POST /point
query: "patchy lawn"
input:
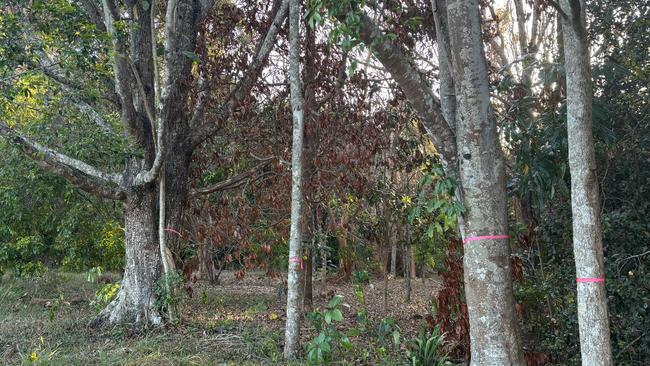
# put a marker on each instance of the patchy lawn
(239, 322)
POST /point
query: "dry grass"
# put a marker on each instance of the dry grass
(240, 322)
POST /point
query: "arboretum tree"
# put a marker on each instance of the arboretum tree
(593, 318)
(164, 104)
(292, 328)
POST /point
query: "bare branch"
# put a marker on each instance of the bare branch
(243, 88)
(232, 182)
(83, 175)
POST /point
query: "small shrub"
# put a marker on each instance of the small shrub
(426, 349)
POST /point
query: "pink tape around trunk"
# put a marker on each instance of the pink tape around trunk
(485, 237)
(590, 279)
(297, 260)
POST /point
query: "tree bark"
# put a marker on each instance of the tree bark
(595, 347)
(308, 291)
(494, 331)
(136, 300)
(292, 329)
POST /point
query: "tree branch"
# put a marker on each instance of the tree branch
(94, 13)
(205, 130)
(82, 175)
(413, 85)
(230, 183)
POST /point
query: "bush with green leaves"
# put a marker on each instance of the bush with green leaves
(104, 295)
(427, 349)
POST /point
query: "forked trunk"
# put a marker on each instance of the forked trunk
(136, 299)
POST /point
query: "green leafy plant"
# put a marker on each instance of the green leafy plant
(320, 348)
(105, 295)
(427, 349)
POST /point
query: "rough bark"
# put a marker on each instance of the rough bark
(308, 288)
(393, 259)
(158, 119)
(494, 331)
(593, 319)
(136, 301)
(292, 329)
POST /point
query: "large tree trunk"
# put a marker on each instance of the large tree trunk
(593, 320)
(488, 284)
(136, 300)
(292, 329)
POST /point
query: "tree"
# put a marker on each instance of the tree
(292, 329)
(585, 201)
(469, 149)
(164, 113)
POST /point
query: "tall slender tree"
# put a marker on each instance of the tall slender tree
(292, 329)
(470, 151)
(494, 334)
(593, 319)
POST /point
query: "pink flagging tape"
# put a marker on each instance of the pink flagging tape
(297, 260)
(590, 279)
(484, 237)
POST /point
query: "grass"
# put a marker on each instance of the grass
(44, 321)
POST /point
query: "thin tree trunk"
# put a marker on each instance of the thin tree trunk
(593, 320)
(494, 330)
(292, 330)
(407, 264)
(307, 300)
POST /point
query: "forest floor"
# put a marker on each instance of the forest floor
(238, 322)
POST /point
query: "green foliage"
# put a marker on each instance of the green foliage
(427, 349)
(320, 348)
(105, 295)
(168, 291)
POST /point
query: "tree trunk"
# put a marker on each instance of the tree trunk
(308, 292)
(393, 259)
(413, 266)
(136, 300)
(593, 320)
(494, 330)
(292, 329)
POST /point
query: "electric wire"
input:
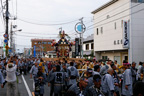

**THE EXERCISE**
Please report every line in the listing above that contains the string "tall", copying each one in full. Matching is case-sensitive.

**PROBLEM SOLUTION**
query: "tall slender tree"
# put a marker on each instance of the tall slender tree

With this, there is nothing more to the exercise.